▶ _WHAT YOU SHOULD DO_
Please count the lines in the rows below that contain the word "officer", with case counting, and give only the number.

_ _ _ _ _ _ _

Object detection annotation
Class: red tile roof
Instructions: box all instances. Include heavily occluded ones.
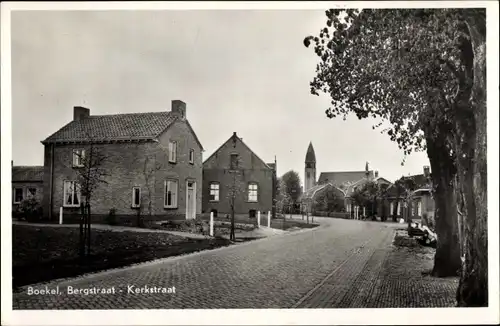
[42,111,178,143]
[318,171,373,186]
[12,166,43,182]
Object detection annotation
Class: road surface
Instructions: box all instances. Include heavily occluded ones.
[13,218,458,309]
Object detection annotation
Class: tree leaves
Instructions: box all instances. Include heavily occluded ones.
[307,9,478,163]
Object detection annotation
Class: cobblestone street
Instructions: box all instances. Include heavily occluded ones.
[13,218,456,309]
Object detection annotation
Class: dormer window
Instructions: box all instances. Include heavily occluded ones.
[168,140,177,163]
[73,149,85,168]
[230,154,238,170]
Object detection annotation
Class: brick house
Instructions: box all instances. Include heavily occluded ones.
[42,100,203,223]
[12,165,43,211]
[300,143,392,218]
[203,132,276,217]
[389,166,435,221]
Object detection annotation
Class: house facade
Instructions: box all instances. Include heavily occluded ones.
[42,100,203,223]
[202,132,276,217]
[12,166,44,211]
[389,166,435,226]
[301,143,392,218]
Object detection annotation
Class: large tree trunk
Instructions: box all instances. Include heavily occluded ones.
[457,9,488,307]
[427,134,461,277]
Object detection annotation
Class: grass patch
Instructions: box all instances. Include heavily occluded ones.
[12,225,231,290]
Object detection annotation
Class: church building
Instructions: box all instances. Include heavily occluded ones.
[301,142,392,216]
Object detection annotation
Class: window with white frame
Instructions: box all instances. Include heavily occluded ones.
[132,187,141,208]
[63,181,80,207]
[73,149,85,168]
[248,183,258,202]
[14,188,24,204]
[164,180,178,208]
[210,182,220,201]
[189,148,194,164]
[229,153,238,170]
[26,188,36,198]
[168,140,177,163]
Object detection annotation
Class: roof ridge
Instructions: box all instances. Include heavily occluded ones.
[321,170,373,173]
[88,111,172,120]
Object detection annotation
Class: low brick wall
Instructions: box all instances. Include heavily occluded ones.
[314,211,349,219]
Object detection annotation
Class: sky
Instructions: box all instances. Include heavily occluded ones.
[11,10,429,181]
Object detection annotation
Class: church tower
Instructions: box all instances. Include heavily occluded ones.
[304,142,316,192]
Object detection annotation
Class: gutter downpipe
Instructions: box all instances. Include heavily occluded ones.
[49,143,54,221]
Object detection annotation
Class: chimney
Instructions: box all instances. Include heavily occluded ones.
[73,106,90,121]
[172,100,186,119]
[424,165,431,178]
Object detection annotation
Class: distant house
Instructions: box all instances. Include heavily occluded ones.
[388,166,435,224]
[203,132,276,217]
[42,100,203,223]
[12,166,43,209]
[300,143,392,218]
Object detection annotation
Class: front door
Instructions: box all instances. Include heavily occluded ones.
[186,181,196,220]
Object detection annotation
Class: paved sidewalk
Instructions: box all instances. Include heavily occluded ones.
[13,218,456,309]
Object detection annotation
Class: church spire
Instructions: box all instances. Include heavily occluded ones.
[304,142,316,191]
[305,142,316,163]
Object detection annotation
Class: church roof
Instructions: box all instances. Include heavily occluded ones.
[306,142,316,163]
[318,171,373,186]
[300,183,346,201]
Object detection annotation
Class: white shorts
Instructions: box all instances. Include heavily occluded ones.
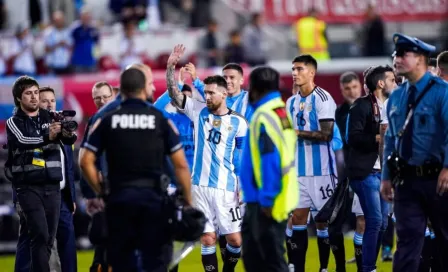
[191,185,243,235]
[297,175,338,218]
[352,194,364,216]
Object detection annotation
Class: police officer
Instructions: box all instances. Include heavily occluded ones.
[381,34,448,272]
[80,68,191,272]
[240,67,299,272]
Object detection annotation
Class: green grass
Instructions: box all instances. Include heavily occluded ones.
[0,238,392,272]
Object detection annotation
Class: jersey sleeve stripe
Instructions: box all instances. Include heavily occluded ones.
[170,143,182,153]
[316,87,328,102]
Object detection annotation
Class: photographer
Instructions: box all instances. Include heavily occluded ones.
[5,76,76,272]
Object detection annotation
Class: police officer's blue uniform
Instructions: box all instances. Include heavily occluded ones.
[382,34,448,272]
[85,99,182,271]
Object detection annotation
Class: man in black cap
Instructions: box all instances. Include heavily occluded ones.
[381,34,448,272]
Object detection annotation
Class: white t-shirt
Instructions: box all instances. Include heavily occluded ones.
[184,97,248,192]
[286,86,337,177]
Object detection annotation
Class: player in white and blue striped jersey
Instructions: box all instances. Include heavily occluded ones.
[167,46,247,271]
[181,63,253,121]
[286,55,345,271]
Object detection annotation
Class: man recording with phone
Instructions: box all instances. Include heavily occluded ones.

_ _ _ _ _ _ _

▶ _WORKED ANSWER_
2